Written problem:
Collect every line of the records below that contains the word "concrete" and copy each one in full. Capital and lowercase letters must match.

Provided information:
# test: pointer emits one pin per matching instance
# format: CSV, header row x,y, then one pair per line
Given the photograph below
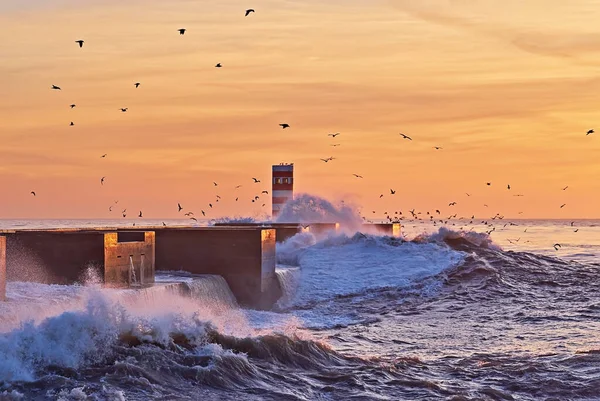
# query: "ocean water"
x,y
445,313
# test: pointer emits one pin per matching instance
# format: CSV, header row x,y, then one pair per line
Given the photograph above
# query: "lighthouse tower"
x,y
283,186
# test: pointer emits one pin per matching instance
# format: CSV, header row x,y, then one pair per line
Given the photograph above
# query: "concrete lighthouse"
x,y
283,186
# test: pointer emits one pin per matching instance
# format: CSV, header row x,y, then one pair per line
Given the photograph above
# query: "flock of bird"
x,y
433,216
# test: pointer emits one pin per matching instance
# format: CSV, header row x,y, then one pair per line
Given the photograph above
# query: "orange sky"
x,y
508,89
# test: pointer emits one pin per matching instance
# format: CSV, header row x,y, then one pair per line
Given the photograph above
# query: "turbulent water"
x,y
445,315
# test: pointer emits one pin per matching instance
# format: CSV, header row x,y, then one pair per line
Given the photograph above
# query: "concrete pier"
x,y
67,256
244,256
2,268
129,259
285,231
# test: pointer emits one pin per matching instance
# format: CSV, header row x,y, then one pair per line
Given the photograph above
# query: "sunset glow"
x,y
507,89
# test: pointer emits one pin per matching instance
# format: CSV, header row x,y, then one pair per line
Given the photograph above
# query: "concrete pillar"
x,y
2,268
129,258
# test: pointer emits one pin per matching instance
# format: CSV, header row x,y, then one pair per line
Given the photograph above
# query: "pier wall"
x,y
244,256
129,258
54,257
74,256
2,268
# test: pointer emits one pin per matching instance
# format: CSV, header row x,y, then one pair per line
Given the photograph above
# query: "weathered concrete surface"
x,y
129,258
390,229
244,256
2,268
283,230
54,256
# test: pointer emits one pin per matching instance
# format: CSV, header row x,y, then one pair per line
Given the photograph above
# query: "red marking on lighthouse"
x,y
283,186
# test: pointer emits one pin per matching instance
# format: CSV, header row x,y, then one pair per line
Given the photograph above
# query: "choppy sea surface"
x,y
441,314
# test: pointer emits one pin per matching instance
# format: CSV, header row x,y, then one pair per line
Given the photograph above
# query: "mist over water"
x,y
442,313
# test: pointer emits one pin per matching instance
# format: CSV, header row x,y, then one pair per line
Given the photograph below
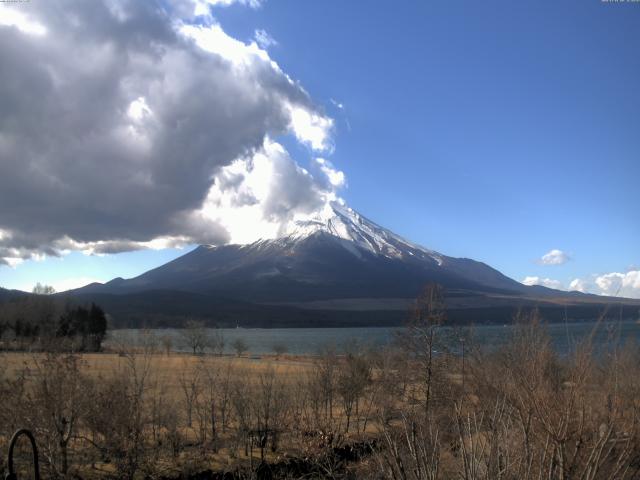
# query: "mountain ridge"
x,y
338,261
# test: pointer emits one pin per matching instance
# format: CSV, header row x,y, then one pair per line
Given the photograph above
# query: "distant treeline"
x,y
40,321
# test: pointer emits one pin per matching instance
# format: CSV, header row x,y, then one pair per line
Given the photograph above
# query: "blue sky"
x,y
492,130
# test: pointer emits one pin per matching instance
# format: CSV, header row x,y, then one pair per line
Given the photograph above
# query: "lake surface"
x,y
309,341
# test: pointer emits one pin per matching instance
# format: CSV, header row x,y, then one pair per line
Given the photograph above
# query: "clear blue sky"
x,y
495,130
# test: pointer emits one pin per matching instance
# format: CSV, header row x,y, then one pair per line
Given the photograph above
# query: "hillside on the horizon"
x,y
340,269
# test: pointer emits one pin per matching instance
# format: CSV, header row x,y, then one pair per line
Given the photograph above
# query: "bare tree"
x,y
195,336
55,406
190,386
421,338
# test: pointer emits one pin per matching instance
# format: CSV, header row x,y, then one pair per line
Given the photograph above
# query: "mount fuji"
x,y
336,269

Task output:
# query: "concrete lighthouse"
# query: "concrete pier"
# query: "concrete pillar"
# query: "weathered concrete surface"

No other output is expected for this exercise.